Your task
Count the lines in the records below that contain the string "bowl", with uppercase and lowercase treated as different, and reply with only that number.
Start
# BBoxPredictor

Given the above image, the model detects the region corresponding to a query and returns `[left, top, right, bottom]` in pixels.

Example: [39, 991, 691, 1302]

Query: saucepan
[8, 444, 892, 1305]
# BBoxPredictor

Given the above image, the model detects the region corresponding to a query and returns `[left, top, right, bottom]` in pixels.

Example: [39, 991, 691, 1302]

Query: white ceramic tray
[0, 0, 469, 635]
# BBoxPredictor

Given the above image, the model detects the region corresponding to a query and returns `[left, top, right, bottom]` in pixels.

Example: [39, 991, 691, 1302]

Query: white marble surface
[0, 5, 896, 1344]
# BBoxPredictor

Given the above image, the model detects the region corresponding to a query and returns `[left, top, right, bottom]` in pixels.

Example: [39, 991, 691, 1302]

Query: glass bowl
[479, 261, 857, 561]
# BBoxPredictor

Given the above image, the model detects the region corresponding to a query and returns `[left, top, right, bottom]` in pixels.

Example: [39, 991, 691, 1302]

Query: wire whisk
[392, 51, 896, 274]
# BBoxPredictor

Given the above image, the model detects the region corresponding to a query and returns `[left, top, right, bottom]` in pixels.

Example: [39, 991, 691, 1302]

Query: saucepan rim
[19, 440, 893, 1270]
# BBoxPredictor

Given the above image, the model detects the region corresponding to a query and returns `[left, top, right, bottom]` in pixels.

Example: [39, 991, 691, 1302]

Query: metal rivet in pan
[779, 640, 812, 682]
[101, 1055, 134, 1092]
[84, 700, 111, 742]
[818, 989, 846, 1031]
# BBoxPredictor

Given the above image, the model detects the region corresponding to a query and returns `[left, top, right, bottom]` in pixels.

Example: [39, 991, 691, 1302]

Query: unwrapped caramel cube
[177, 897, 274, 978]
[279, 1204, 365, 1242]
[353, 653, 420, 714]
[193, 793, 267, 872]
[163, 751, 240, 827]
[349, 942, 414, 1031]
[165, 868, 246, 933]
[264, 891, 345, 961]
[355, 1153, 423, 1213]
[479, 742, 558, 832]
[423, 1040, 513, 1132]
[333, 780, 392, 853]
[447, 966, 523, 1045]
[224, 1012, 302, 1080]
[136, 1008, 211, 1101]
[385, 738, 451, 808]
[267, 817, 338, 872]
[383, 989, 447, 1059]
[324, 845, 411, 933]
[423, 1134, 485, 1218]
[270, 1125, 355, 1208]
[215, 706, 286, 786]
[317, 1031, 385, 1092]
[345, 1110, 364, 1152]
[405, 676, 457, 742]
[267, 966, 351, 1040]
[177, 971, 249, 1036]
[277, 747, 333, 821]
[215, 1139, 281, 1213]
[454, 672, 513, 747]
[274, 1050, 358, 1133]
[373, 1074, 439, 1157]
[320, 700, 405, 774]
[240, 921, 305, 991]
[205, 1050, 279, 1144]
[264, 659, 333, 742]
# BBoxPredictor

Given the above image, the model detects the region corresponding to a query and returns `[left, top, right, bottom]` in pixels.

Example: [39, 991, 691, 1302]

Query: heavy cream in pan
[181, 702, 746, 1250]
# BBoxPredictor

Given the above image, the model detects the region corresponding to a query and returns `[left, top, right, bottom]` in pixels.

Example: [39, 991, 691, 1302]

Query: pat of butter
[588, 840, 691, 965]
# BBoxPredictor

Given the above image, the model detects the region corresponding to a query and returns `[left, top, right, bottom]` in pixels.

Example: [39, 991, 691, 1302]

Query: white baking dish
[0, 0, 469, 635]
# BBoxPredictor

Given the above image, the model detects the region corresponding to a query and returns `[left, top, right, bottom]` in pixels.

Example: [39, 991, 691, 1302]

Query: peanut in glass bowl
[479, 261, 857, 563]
End
Solution to this exercise
2